** Opening PASSAGE FOR REVIEW block **
Purpose of the Study:

  • To employ machine learning (ML) methods for predicting the elastic moduli (K and G) of optimized ternary alloys.
  • To identify promising Ti-Nb-Zr alloy compositions with low elastic modulus and high beta-phase stability for biomedical applications.

Main Methods:

  • Utilized elasticity data from over 1800 compounds to train linear models, random forest regressors (RF), and artificial neural networks (NN).
  • Applied ML models to predict Young's modulus (E) across all compositions in the Ti-Nb-Zr system with 2 at.% variations.
  • Investigated optimal compositions using special quasi-random structures (SQSs) and density functional theory (DFT).

Main Results:

  • RF and NN models showed good agreement in predicting Young's modulus (E), with deviations less than 4 GPa.
  • Identified alloys with 22% Zr as promising for biomedical applications due to low elastic modulus and stable beta phase.
  • Found that Nb content above 14.8 at.% favors beta phase over the high-modulus omega phase, potentially preventing its formation.

Conclusions:

  • Machine learning effectively predicts elastic properties of Ti alloys, aiding in the discovery of new materials.
  • Ti-Nb-Zr alloys with specific compositions (e.g., 22% Zr) offer a favorable combination of low elastic modulus and phase stability for biomedical implants.
  • The study provides a pathway to design advanced titanium alloys by mitigating the formation of undesirable high-modulus phases.
** Closing PASSAGE FOR REVIEW block **
** Opening DATA PROVIDED block **
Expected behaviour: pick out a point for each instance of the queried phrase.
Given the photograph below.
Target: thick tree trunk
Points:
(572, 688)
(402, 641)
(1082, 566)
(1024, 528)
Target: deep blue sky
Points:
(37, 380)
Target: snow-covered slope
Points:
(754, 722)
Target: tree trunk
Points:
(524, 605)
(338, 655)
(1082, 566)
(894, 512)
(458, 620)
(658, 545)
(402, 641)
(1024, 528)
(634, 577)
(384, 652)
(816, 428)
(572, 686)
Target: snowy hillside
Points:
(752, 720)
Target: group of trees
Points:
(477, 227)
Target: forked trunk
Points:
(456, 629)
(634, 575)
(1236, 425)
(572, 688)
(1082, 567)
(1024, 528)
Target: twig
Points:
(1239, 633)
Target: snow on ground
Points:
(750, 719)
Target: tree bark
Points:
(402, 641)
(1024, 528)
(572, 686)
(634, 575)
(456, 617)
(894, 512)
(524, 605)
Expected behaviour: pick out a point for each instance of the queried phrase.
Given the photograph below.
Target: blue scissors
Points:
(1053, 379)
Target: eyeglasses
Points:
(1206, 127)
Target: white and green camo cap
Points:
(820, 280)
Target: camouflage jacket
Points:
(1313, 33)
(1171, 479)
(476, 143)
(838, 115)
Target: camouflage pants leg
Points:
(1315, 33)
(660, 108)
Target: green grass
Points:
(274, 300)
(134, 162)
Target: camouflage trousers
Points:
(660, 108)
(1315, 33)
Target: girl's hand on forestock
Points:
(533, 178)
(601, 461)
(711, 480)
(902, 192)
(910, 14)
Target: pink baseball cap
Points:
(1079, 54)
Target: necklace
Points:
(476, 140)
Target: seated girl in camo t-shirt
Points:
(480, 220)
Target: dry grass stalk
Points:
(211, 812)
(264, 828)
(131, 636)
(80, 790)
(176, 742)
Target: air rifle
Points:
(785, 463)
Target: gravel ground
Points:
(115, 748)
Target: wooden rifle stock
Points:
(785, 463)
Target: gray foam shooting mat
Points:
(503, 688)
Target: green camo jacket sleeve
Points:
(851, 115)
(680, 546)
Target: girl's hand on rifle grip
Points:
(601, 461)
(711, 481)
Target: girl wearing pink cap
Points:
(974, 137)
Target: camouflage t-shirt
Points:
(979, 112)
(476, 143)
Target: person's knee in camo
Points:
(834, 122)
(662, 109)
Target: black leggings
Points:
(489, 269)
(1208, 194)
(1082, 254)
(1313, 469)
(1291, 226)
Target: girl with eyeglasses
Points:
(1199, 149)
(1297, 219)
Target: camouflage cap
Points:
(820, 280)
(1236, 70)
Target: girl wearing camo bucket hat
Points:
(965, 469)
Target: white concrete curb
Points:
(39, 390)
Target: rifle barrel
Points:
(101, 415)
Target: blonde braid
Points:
** Closing DATA PROVIDED block **
## PROBLEM STATEMENT
According to the study summary, above what Nb content is the beta phase favored over the high-modulus omega phase?

## OUTPUT FOR THIS TASK
Above 14.8 at.%.